*Aim of the task*
Without changing a single character, copy every record below.

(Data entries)
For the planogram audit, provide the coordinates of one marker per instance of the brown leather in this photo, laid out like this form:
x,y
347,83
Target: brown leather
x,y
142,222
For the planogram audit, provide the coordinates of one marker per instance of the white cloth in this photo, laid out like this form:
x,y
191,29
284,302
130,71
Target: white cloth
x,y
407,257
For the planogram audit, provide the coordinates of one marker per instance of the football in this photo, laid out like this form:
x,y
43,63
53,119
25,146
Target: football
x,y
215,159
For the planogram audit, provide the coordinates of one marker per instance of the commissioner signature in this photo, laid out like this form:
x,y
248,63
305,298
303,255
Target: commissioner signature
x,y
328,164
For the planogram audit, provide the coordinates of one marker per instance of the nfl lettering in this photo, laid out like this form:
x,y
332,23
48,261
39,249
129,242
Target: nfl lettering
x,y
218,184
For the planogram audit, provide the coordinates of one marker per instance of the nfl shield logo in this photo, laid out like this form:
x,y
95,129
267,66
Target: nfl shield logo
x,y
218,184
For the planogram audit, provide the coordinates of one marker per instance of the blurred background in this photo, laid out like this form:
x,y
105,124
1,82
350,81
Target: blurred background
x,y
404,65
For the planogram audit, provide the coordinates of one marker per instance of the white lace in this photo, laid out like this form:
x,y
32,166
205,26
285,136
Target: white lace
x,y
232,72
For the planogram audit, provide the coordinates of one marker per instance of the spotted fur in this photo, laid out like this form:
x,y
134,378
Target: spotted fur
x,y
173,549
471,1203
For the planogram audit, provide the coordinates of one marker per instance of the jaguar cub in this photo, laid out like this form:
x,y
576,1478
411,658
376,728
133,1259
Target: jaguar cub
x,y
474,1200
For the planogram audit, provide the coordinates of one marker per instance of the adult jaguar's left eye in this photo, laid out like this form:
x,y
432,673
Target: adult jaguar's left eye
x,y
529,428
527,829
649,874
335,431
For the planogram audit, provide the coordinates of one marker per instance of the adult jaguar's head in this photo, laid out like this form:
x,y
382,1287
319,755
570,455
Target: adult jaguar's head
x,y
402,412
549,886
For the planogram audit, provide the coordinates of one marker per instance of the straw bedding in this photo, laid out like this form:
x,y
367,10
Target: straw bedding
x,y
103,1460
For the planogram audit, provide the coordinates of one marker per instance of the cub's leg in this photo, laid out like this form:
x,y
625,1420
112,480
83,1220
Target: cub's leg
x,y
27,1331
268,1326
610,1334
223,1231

*Exercise answer*
For the planogram audit, provide the coordinates of one marker per instance of the brown leather in this photo, laid out like this form:
x,y
347,83
Target: brown leather
x,y
142,222
For the planogram audit, provide the coordinates of one marker per instance of the white cloth in this photo, laid out like this form:
x,y
191,29
284,302
130,71
Target: white cloth
x,y
407,257
For the planogram audit, provide the coordinates of one marker per instance of the football in this photo, laid out like this form:
x,y
43,63
53,119
25,146
Target: football
x,y
215,159
For the planogram audit, provide the coordinates of one marker per instance of the commissioner signature in this photo, laid out like this form:
x,y
248,63
305,298
303,255
Target: commissioner signature
x,y
328,164
For the planogram audit, provide the coordinates of one marker per instance of the nfl lettering in this photo, laid out like this form:
x,y
332,23
48,261
39,249
129,242
Target: nfl lettering
x,y
218,184
For the planogram audit, provide the coordinates of one marker per instance of the nfl shield logo in this photo, laid out like this form:
x,y
95,129
267,66
Target: nfl shield logo
x,y
218,184
For the planogram audit, provide the coordinates of one marker per instance of the blurred background in this photo, laid out like this form:
x,y
105,124
1,82
350,81
Target: blurred background
x,y
404,65
For the planogram audit, provide the coordinates of one marker per instance of the white lace in this photo, laid out like this form:
x,y
32,166
205,26
285,136
Target: white lace
x,y
232,72
For the planogram audit, provide the coordinates of one marker per instance of the spotted fur in this photo, laid out like this form:
x,y
134,378
Target: spotted fur
x,y
173,549
471,1203
For the planogram audit, provide the coordinates of one marker per instance of the jaguar cub in this photo, laid out like this form:
x,y
576,1478
411,658
376,728
133,1259
Target: jaguar cub
x,y
474,1200
For the planogram audit, provide the coordinates of one marker per instance of the adult jaguar's left eye in this photo, laid out like this form:
x,y
432,673
Target: adult jaguar's left eye
x,y
529,428
527,829
649,874
335,431
For the planogram audit, provide the coordinates of one marker per instance of the adult jaguar's head in this photo, laid out like this form:
x,y
382,1287
319,755
570,455
Target: adult jaguar's head
x,y
402,412
549,886
For the planogram audit, provide the coordinates of one marker per instance of the straw bedding in this photo, laid out like this form:
x,y
367,10
Target: straw bedding
x,y
103,1460
For the planogram audit, provide the coordinates of one marker per instance of the cub's leg in this photo, laid out like this form:
x,y
625,1420
112,480
83,1220
Target: cub's leg
x,y
27,1331
268,1326
610,1334
223,1231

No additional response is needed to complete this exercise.